## Data records
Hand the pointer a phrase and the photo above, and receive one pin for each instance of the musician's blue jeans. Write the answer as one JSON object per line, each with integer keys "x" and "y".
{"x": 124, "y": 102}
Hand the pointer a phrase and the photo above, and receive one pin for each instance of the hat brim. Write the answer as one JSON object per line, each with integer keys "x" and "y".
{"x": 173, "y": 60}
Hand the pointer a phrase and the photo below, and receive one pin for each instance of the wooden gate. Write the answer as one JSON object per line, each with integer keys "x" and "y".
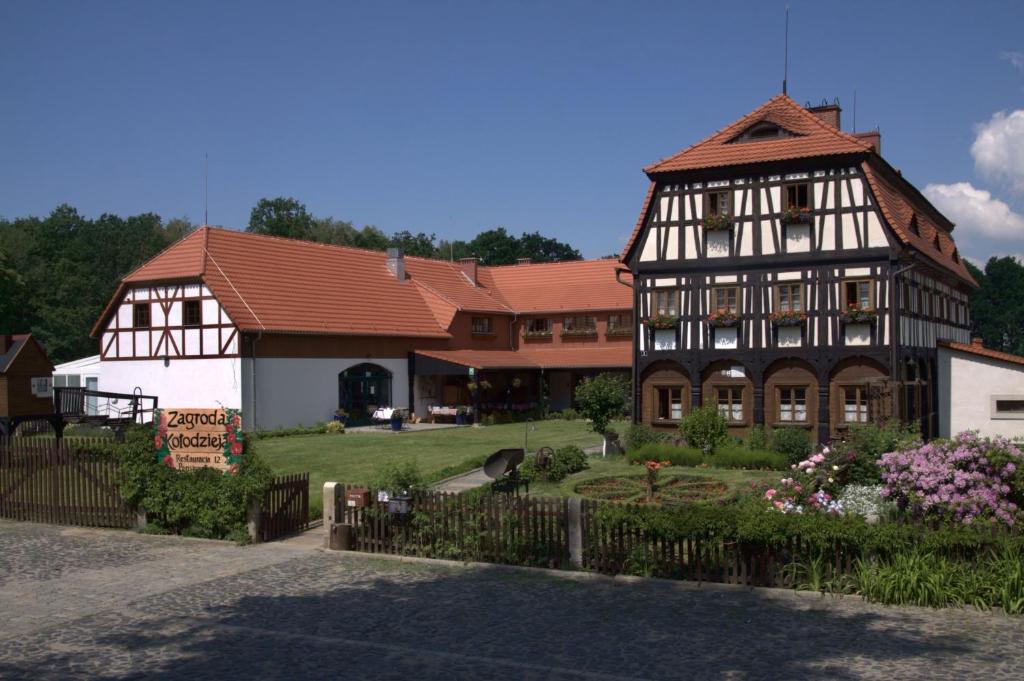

## REQUIREMENT
Quote every item above word for word, leaving out the pictures.

## THE RESULT
Hand the pointer a phrase and the photo above, and receive one pin for each instance of the musician's blue jeans. Write the answer as one JSON object per line, each with integer keys "x" and "y".
{"x": 124, "y": 102}
Hand the pointer a phrase and the photo above, and receive one pin for each instance of the hat brim. Write the answer as one JSON object per line, each with integer keys "x" and "y".
{"x": 173, "y": 60}
Hand the pointer a phrase and the photo below, and receive one pin for each instance of the wooden gate. Write the answer as one JSON object per line, each with integer keys "x" and "y".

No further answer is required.